━━ EXTRACTED MATERIAL

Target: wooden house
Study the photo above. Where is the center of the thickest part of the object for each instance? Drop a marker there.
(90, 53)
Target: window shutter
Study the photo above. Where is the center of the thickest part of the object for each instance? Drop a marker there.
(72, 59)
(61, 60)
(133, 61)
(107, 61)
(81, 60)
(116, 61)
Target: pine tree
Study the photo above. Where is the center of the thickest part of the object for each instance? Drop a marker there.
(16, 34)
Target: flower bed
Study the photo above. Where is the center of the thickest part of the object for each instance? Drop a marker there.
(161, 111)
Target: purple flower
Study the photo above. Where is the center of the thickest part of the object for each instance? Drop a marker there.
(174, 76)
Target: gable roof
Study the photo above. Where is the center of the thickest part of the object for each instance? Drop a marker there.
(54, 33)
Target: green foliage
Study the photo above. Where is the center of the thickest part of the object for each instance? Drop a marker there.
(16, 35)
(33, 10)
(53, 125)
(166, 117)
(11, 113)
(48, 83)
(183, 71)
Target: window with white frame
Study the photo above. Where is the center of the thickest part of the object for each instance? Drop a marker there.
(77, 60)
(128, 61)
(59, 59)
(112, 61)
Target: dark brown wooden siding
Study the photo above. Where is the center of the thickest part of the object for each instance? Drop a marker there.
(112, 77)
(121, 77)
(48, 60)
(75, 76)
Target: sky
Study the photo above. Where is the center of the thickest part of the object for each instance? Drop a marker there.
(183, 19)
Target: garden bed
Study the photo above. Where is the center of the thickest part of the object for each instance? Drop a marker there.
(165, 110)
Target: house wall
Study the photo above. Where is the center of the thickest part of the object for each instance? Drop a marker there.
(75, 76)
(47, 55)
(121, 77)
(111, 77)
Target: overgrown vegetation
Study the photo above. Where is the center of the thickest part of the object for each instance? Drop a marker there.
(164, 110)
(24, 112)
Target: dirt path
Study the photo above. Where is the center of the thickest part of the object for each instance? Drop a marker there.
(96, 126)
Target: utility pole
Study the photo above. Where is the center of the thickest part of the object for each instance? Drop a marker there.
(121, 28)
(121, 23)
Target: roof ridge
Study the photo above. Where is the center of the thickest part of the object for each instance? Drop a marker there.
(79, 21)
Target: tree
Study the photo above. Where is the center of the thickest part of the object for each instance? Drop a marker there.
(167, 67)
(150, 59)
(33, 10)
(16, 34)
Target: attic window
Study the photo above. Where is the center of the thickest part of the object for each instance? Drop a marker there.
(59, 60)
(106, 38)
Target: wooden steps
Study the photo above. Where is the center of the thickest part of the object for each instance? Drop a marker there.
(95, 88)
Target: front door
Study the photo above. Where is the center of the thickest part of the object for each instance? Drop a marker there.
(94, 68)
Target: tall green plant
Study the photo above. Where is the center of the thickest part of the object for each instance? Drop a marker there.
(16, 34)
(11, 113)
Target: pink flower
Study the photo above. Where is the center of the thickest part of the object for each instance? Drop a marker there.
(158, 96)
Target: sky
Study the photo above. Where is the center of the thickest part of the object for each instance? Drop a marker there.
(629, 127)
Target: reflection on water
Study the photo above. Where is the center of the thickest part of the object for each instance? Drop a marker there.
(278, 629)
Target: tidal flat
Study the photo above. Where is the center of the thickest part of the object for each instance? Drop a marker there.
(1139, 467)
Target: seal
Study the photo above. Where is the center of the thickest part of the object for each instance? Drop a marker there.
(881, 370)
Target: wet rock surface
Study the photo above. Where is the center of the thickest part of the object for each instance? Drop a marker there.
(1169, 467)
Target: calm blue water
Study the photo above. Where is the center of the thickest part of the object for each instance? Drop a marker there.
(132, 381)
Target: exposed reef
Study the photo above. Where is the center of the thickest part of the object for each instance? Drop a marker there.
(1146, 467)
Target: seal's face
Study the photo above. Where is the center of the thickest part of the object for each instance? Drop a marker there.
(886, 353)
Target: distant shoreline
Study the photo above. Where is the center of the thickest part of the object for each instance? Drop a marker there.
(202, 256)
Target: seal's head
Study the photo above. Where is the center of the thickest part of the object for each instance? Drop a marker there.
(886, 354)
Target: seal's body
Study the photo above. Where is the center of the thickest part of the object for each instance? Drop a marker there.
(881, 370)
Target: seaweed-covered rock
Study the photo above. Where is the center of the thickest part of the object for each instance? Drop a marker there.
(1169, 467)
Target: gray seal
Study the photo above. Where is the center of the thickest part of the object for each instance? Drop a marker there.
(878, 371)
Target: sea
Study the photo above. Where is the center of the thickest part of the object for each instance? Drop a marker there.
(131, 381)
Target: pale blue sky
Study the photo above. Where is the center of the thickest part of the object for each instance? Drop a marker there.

━━━━

* **ACTIVITY**
Using the listing above, work out the number of lines that include "house". The reply is that number alone.

* **OUTPUT FOR THIS EXERCISE**
2